=== WORK TO BE COMPLETED ===
Rewrite the records below with every occurrence of "one dot per instance" replaced by "one point per instance" and nothing else altered. Leave the pictures out of the output.

==================================================

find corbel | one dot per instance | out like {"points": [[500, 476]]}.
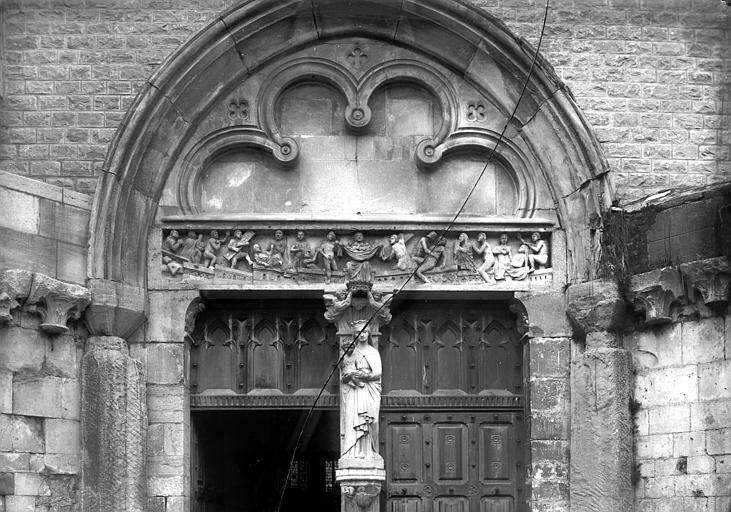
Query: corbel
{"points": [[656, 293], [711, 278], [56, 302], [14, 288]]}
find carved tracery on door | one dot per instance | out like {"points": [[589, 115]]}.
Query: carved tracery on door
{"points": [[452, 407]]}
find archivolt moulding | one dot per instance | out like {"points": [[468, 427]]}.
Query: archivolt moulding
{"points": [[357, 92], [450, 33], [285, 150], [518, 164]]}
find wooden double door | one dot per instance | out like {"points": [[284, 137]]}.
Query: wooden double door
{"points": [[451, 424], [453, 461]]}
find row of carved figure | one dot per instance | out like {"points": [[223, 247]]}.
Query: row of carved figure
{"points": [[491, 263]]}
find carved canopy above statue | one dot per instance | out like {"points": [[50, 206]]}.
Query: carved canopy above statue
{"points": [[452, 73]]}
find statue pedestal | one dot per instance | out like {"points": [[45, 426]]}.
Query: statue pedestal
{"points": [[360, 483]]}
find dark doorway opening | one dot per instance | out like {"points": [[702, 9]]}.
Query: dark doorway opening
{"points": [[240, 461]]}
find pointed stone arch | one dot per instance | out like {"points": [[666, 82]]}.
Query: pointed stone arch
{"points": [[466, 41]]}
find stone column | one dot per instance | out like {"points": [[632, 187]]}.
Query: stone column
{"points": [[360, 479], [601, 391], [114, 405], [114, 424]]}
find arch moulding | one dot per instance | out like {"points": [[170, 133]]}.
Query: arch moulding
{"points": [[157, 131]]}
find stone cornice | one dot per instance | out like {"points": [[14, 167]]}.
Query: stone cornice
{"points": [[55, 301], [692, 288]]}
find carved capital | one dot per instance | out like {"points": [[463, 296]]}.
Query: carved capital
{"points": [[56, 302], [14, 287], [657, 293], [360, 483], [355, 302], [711, 278]]}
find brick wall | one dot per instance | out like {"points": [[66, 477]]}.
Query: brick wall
{"points": [[683, 439], [650, 75]]}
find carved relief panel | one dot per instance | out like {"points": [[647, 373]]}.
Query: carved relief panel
{"points": [[292, 256]]}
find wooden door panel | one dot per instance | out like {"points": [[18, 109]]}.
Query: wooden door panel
{"points": [[406, 453], [451, 504], [453, 460], [494, 449], [496, 504], [404, 504], [450, 453]]}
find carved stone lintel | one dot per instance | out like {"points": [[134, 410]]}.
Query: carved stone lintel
{"points": [[57, 302], [711, 278], [14, 286], [657, 293]]}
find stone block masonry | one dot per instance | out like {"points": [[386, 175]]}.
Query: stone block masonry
{"points": [[651, 78], [682, 435], [40, 440]]}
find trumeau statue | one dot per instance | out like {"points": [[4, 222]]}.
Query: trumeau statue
{"points": [[360, 395]]}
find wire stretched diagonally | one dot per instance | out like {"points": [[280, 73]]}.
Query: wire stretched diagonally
{"points": [[411, 275]]}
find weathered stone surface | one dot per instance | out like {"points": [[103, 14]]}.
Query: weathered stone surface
{"points": [[167, 317], [165, 363], [595, 306], [49, 397], [550, 357], [21, 349], [114, 424], [14, 286], [702, 340], [19, 211], [667, 386], [714, 380], [7, 484], [21, 434], [601, 431], [116, 309], [656, 348], [63, 437], [546, 315], [166, 403], [31, 484]]}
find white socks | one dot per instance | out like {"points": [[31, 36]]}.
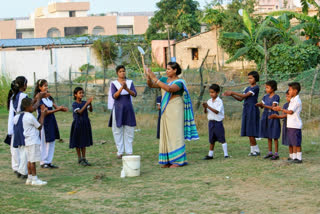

==================================================

=== ANSWER FOR THE TASK ===
find corbel | one point per instance | out like {"points": [[500, 476]]}.
Query: corbel
{"points": [[656, 293], [711, 278], [56, 302], [14, 288]]}
find carved tracery on door | one point per instance | out like {"points": [[589, 115]]}.
Query: carved tracery on door
{"points": [[452, 407]]}
find archivolt moulding | one point per instance | out like {"points": [[468, 427]]}.
Query: archivolt moulding
{"points": [[357, 92], [450, 33], [285, 150], [518, 164]]}
find wooden double door | one point per instance | out like {"points": [[284, 137]]}.
Query: wooden double door
{"points": [[451, 424], [453, 461]]}
find row of carved figure | one point per instance | out like {"points": [[223, 247]]}.
Query: row of carved figure
{"points": [[491, 263]]}
find carved canopy above statue | one point per instance | out like {"points": [[50, 206]]}.
Query: carved canopy above statue
{"points": [[452, 73]]}
find statue pedestal | one point per instance | out like {"points": [[45, 426]]}.
Query: statue pedestal
{"points": [[360, 483]]}
find dark doorway opening | one point per instance | out like {"points": [[702, 9]]}.
Query: dark doorway opening
{"points": [[240, 461]]}
find pointed stone arch | one point per instance | out like {"points": [[666, 82]]}.
Query: pointed stone arch
{"points": [[466, 41]]}
find stone column | one point per instance | out like {"points": [[632, 187]]}.
Query: stone column
{"points": [[360, 479], [601, 391], [114, 405], [114, 424]]}
find arch moulding | one point per instance | out like {"points": [[170, 133]]}.
Query: arch moulding
{"points": [[157, 131]]}
find stone cornice | one point per instance | out like {"points": [[14, 167]]}.
Query: stone cornice
{"points": [[55, 301], [692, 288]]}
find carved capital | one point per instance | out like {"points": [[463, 296]]}.
Query: carved capital
{"points": [[56, 302], [14, 287], [657, 293], [360, 483], [355, 302], [711, 278]]}
find brick wall | one point per instance | out like {"points": [[66, 477]]}.
Query: brick wall
{"points": [[683, 439], [650, 75]]}
find carved relief panel | one point per instance | out like {"points": [[647, 373]]}.
Query: carved relief panel
{"points": [[292, 256]]}
find wooden door panel | one point per instance | out like {"points": [[18, 109]]}.
Query: wooden door panel
{"points": [[406, 453], [451, 504], [453, 460], [494, 449], [496, 504], [404, 504], [450, 453]]}
find carved stone lintel | one point per instance | out like {"points": [[134, 410]]}.
Query: carved stone lintel
{"points": [[57, 302], [711, 278], [14, 286], [657, 293]]}
find stone block masonry | one point per instance | out like {"points": [[386, 175]]}.
Query: stone block masonry
{"points": [[651, 78], [682, 435], [40, 440]]}
find trumeau statue | one point per instance | out like {"points": [[4, 222]]}.
Query: trumeau statue
{"points": [[360, 395]]}
find wire stretched diagonally | one point per instance | out like {"points": [[280, 73]]}.
Query: wire stretched diagonally
{"points": [[411, 275]]}
find weathered stone surface | one point per instance | out like {"points": [[103, 14]]}.
Query: weathered stone surface
{"points": [[167, 317], [165, 363], [595, 306], [49, 397], [550, 357], [21, 349], [114, 424], [14, 286], [702, 340], [19, 211], [667, 386], [714, 380], [7, 484], [21, 434], [601, 431], [116, 309], [656, 348], [63, 437], [546, 315], [166, 403], [31, 484]]}
find white socks | one point per instance | out like {"points": [[31, 36]]}.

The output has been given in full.